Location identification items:
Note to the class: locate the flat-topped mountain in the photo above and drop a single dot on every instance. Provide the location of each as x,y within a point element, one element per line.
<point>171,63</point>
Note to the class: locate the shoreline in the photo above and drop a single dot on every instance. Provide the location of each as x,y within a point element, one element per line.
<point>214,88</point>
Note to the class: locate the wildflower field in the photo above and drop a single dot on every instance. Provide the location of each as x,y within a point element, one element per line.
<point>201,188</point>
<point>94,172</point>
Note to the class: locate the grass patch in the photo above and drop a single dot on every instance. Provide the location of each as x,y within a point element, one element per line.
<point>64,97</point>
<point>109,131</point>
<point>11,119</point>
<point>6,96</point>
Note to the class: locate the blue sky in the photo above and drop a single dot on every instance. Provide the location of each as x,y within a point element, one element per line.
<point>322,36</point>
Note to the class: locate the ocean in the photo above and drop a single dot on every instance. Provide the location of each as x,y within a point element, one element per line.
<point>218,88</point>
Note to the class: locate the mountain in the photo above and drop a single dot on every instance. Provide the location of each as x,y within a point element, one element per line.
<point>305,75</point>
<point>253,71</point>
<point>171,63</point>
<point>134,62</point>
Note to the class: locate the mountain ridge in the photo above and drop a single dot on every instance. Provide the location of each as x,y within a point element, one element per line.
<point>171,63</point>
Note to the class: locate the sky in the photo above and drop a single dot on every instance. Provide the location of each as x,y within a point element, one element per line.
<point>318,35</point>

▶ _Work to complete_
Output each record precisely as given.

▶ _Answer for this exercise_
Note to the class: locate the flat-topped mountain in the photo above and drop a single dot on every instance. Provide the location of each as x,y within a point element, one element per line.
<point>171,63</point>
Note to the class: locate the shoreline in the photo above and drop a single dot on every instance. Provide the location of each as x,y within a point element, one element per line.
<point>214,88</point>
Note to the class: locate the wildflower field in the photo above and drop a single dot on every instance. Provide the location of each as x,y within a point element, one element per line.
<point>201,188</point>
<point>94,172</point>
Note to the class: locate the grass patch in the photo above and drop a single dot on every instance. Provide the location of each as x,y within a point element, one element per line.
<point>64,97</point>
<point>109,131</point>
<point>11,119</point>
<point>6,96</point>
Note to the class: locate the blue sky in the photo above and drop a single dot on every instance. Provide the location of each as x,y within a point element, one element per line.
<point>322,36</point>
Note to the class: locate the ocean in the photo above and drop a single dot on every instance. Provide the location of each as x,y within a point element, one element per line.
<point>218,88</point>
Note to the class: locate the mountain in the photo above and drop a single dot on every instance. Provide the location of each as x,y within a point element, one element per line.
<point>305,75</point>
<point>253,71</point>
<point>171,63</point>
<point>134,62</point>
Note to the class: locate the mountain ridge in the photo above and drop a single dot on every instance. Provide the location of each as x,y within a point element, one element per line.
<point>171,63</point>
Note to the class: locate the sky in the photo above and drop a single dot on every instance. Provide the location of each as x,y within a point element, one element per line.
<point>318,35</point>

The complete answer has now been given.